* _Task goal_: Find every line in the records below that contains the string "road" and copy each one out in full. Case counts.

* _Dataset content_:
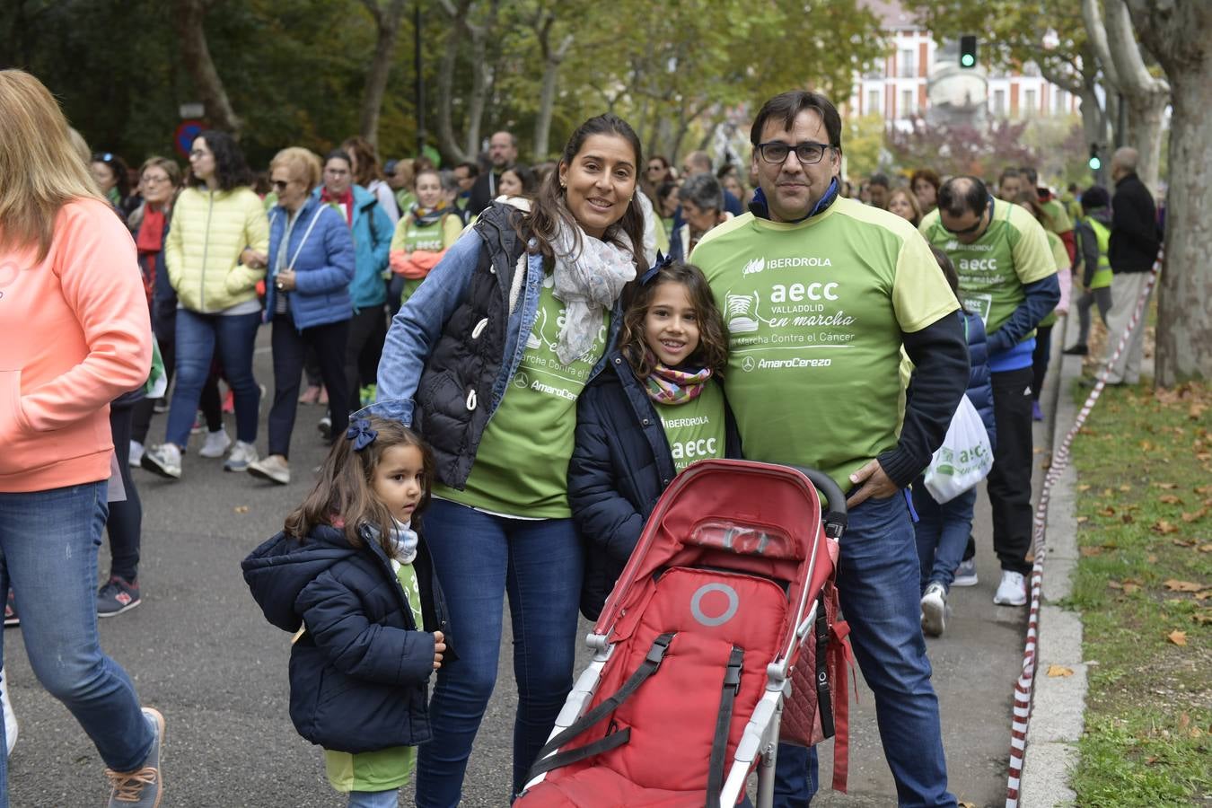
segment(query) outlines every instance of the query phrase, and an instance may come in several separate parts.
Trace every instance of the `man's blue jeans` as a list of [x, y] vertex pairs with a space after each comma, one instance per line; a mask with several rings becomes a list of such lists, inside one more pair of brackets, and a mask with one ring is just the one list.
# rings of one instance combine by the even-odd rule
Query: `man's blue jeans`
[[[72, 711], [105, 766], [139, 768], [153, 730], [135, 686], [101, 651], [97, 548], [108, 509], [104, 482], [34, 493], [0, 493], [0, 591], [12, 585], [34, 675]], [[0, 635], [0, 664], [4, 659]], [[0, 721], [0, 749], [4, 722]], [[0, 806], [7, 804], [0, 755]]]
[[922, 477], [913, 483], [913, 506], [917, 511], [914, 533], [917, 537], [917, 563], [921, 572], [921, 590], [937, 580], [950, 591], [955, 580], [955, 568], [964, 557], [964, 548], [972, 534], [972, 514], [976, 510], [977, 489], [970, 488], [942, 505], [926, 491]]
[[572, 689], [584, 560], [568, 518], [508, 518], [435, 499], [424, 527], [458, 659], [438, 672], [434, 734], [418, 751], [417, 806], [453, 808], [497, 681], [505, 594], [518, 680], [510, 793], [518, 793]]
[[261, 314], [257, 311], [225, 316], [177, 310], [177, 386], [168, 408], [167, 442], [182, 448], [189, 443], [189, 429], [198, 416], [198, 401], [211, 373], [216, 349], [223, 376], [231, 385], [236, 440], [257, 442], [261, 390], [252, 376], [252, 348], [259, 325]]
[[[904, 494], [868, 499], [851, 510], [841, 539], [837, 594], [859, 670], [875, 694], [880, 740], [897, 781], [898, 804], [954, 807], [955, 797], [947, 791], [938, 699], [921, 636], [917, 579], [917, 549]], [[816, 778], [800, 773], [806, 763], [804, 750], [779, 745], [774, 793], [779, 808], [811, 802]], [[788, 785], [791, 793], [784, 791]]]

---

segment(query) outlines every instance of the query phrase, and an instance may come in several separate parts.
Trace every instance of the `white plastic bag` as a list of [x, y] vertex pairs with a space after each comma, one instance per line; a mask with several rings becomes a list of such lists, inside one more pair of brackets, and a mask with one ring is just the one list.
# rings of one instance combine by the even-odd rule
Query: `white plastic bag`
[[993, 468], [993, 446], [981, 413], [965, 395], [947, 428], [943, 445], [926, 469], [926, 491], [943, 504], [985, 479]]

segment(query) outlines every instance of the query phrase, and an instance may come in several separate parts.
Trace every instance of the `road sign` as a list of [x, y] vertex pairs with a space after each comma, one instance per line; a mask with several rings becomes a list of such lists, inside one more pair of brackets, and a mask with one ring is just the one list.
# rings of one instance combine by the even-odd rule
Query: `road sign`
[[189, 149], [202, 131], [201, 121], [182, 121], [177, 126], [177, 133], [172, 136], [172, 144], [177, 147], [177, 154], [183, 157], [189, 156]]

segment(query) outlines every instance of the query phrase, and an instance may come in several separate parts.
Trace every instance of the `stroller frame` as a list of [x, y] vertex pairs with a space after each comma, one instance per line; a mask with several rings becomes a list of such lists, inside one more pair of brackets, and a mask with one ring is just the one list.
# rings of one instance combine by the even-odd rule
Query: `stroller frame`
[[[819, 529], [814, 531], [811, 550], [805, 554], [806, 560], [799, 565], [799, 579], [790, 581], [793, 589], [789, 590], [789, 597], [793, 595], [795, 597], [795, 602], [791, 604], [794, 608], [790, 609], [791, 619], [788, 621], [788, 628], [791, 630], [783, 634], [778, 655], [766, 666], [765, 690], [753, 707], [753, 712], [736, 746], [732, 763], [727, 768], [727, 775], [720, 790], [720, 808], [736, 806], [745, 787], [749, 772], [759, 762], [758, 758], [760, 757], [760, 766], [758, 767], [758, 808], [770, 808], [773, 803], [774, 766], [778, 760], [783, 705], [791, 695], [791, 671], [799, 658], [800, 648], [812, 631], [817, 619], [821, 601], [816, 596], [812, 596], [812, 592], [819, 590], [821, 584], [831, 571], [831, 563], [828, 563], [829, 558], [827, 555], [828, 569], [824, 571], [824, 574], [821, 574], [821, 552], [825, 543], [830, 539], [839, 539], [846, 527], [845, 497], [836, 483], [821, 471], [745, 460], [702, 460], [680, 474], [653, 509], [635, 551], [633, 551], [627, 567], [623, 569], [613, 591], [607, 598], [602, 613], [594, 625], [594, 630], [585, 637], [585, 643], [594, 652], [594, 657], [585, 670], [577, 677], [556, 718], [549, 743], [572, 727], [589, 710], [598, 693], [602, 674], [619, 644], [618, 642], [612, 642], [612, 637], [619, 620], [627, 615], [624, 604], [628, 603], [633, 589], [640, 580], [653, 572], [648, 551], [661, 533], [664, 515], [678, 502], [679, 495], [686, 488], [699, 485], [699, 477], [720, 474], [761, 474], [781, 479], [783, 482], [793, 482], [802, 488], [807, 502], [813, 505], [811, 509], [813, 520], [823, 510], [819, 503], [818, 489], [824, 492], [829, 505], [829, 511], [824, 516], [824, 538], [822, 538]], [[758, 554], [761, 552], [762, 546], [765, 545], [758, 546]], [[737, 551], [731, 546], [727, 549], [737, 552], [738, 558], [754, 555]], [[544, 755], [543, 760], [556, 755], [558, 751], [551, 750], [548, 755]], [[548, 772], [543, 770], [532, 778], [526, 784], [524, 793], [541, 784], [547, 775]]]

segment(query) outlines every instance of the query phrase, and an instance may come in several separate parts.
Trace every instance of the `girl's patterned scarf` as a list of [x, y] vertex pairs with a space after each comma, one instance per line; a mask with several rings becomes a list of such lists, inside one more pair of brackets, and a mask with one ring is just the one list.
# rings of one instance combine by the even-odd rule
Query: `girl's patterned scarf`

* _Solution to the exercise_:
Trace every instance of the `road sign` as a list of [x, y] vertex pairs with a space after each comma, one instance per line; a mask with several rings becomes a list of such lists, inside one more pair of brackets, and a mask with one ring is just the one list.
Query: `road sign`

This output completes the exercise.